Segment Start: Raw data

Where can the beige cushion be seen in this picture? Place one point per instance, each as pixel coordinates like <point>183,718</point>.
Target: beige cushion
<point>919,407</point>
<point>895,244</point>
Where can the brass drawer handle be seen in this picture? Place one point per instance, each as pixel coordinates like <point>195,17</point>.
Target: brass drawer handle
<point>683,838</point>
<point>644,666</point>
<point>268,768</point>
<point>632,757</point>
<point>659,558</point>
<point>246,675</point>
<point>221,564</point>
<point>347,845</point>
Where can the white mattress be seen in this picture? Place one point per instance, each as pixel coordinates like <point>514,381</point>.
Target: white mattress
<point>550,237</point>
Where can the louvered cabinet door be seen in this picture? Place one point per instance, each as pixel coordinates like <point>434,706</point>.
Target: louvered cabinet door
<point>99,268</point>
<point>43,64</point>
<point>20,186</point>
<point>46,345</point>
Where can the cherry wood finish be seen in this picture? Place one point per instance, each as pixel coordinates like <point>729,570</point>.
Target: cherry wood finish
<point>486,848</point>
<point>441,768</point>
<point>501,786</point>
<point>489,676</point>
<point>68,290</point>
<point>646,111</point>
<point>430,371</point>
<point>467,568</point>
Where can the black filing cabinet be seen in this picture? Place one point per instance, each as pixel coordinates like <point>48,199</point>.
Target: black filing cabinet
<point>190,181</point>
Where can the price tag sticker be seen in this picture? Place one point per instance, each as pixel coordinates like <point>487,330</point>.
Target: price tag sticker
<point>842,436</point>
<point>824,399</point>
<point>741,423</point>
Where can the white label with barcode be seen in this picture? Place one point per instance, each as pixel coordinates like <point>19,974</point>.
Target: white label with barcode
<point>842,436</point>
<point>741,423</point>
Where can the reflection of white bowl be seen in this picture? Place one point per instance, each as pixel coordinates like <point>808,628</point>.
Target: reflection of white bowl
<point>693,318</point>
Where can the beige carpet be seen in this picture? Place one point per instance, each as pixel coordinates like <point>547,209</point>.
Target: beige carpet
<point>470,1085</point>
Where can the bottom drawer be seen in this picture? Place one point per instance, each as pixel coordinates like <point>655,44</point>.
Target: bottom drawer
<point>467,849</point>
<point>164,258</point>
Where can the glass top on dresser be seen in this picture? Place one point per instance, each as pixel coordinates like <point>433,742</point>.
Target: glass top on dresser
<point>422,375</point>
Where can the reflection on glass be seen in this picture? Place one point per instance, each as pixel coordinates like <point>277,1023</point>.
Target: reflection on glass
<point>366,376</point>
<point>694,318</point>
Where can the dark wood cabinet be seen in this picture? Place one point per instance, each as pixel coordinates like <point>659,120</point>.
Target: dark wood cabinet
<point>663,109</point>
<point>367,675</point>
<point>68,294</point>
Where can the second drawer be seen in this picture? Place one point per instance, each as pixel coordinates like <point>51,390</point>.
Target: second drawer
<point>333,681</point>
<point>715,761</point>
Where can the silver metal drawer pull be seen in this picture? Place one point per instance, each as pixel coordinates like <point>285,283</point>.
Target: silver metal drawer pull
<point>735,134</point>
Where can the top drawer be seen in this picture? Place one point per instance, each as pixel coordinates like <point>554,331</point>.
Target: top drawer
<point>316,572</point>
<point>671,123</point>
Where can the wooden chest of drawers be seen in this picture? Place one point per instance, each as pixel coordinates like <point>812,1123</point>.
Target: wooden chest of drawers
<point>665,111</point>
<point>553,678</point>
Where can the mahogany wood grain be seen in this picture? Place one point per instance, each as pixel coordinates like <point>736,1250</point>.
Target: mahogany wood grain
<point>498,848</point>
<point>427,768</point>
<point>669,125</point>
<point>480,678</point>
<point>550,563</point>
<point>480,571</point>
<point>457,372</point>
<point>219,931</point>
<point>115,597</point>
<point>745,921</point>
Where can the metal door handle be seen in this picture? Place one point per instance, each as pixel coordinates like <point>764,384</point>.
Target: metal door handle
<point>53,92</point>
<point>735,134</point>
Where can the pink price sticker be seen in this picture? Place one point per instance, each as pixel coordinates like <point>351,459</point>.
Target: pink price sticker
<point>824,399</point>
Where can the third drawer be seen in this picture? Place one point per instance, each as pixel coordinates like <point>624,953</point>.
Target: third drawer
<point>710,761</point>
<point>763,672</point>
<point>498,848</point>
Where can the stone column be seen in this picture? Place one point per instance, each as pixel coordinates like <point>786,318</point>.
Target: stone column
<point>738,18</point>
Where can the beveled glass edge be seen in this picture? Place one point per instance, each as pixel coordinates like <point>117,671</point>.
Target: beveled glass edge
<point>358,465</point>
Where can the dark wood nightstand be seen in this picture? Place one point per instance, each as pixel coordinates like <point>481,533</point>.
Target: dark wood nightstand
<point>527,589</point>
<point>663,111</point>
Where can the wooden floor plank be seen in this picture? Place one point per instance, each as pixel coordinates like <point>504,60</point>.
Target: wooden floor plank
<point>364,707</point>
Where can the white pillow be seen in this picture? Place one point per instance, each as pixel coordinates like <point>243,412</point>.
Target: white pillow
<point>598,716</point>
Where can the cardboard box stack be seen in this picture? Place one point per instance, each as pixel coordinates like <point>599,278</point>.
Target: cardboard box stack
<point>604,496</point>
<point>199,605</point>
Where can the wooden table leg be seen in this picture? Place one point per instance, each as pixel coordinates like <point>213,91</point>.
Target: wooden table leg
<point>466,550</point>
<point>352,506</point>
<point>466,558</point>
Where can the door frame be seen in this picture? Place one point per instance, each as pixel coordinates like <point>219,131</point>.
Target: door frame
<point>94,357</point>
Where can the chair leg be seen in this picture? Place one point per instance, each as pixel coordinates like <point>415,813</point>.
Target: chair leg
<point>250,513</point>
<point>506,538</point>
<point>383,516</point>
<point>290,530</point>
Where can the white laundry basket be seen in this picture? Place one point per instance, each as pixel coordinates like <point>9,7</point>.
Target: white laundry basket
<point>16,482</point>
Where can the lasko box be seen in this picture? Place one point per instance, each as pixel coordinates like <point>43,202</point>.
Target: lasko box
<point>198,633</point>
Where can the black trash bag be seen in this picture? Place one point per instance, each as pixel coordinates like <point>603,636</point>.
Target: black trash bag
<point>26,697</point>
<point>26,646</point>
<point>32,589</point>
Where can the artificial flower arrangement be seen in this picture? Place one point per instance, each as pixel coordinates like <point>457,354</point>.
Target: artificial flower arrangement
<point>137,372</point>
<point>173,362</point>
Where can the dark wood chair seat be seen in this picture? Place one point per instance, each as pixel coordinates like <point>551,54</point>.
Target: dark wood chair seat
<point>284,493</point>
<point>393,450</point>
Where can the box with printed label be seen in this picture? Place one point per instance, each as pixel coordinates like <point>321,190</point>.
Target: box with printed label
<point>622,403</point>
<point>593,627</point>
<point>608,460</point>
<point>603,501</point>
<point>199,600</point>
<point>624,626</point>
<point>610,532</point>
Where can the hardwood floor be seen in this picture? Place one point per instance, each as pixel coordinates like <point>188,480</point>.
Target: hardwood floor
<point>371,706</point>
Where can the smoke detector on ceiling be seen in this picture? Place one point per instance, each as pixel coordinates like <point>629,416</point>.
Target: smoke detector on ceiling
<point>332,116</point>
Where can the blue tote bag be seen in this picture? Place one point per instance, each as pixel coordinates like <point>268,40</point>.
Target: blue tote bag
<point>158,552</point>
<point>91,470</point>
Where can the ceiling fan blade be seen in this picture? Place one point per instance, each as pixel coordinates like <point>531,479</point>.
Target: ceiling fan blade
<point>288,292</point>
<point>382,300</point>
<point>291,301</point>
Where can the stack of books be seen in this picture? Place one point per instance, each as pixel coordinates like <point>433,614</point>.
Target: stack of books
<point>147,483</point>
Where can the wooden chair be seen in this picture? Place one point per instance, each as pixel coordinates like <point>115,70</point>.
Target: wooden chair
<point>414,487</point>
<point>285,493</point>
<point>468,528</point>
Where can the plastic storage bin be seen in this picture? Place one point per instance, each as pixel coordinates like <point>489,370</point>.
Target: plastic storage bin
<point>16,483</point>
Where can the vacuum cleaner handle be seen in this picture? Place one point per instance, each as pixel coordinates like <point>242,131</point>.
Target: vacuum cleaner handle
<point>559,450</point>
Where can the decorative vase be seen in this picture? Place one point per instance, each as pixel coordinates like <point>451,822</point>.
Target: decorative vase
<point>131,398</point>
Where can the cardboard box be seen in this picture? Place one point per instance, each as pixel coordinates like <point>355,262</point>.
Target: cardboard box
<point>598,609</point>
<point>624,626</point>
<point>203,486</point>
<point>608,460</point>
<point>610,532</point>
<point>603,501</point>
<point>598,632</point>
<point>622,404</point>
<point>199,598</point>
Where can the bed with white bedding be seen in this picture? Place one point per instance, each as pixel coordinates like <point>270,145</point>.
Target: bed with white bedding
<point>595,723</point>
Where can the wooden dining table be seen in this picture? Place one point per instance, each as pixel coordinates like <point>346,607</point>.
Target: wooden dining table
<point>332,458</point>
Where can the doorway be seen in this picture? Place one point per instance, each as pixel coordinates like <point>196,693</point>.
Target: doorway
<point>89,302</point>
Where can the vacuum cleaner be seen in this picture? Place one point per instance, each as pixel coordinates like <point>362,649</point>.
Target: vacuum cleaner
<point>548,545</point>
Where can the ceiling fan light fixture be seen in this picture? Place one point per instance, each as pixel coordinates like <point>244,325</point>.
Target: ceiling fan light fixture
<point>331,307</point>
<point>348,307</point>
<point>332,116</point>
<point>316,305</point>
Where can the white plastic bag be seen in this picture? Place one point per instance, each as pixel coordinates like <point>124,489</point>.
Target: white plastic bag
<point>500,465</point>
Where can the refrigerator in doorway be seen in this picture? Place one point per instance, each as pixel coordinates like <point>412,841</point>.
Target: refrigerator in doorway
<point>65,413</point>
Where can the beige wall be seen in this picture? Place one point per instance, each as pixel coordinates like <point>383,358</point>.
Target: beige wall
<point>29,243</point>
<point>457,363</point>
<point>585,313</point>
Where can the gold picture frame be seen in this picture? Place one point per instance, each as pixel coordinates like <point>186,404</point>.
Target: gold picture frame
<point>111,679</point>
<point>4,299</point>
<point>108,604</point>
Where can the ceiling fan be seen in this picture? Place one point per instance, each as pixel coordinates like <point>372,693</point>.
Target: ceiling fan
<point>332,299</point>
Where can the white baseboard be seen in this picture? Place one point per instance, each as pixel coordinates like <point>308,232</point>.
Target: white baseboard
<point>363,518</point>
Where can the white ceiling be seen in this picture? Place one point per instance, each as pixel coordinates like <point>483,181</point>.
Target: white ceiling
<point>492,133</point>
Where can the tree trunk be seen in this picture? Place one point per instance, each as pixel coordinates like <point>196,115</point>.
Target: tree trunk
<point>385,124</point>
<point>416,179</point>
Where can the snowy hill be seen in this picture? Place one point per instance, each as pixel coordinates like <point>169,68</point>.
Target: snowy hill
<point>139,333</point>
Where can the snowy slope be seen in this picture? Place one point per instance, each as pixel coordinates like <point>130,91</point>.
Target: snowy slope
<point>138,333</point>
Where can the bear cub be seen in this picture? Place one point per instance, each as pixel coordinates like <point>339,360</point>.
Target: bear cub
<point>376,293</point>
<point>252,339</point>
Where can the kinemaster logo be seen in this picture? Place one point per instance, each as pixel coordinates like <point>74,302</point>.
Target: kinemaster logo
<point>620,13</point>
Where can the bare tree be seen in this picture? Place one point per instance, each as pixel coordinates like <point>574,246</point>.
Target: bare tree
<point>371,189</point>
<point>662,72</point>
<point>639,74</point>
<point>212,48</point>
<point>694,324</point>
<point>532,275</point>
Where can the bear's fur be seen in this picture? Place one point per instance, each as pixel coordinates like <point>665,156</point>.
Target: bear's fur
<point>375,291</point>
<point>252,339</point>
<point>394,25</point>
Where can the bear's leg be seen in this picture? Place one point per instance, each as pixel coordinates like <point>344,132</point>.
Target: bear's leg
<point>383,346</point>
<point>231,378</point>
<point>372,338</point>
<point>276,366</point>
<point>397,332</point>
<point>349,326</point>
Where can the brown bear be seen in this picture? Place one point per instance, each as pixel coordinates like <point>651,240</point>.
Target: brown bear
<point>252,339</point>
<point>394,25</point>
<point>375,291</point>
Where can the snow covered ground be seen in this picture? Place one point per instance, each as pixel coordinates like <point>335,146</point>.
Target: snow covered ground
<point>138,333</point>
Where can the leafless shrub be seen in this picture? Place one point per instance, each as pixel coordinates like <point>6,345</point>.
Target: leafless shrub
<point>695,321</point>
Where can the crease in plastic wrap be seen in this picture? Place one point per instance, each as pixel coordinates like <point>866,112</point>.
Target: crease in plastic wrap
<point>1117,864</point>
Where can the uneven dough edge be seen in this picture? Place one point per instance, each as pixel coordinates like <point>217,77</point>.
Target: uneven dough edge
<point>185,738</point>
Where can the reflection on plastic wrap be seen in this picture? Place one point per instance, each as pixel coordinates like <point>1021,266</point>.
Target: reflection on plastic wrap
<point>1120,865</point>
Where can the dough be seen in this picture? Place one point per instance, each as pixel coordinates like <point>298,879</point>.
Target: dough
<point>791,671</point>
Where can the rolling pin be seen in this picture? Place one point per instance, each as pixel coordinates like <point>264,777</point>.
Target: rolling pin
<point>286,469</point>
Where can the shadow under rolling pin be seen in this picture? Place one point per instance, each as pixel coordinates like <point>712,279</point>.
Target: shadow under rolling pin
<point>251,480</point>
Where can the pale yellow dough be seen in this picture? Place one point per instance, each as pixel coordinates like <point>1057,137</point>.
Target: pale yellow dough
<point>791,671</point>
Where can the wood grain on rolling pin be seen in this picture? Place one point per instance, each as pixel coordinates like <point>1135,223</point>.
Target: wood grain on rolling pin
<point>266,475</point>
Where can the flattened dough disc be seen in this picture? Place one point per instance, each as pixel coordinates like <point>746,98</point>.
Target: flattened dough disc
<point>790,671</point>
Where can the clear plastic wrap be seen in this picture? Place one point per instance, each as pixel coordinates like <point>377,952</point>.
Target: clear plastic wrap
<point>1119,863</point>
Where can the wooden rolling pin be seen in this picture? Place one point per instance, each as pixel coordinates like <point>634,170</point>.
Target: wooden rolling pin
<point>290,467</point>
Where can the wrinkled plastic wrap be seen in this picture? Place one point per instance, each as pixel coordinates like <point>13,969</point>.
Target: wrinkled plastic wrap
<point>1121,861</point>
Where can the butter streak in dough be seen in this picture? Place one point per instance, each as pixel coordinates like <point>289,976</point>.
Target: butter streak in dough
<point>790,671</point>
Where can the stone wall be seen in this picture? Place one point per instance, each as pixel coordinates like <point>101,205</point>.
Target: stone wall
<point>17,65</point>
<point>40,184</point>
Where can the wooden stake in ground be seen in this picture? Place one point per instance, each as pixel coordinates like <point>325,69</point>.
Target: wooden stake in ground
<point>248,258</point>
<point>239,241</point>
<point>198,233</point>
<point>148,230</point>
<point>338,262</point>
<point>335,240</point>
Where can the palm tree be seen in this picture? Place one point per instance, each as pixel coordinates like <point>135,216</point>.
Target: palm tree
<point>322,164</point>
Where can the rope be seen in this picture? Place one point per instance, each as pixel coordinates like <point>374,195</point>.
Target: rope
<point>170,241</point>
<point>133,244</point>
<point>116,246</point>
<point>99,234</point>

Segment End: Raw data

Problem:
Look at the material above and copy, word for word, its lines from the first through the one containing "Where can the brass".

Problem solution:
Where can the beige cushion be seen in this picture? Place one point per instance, each as pixel coordinates like <point>183,718</point>.
Target: beige cushion
<point>919,407</point>
<point>895,244</point>
Where can the brass drawer handle be seen in this picture? Place one point per instance, each as pixel coordinates like <point>195,17</point>.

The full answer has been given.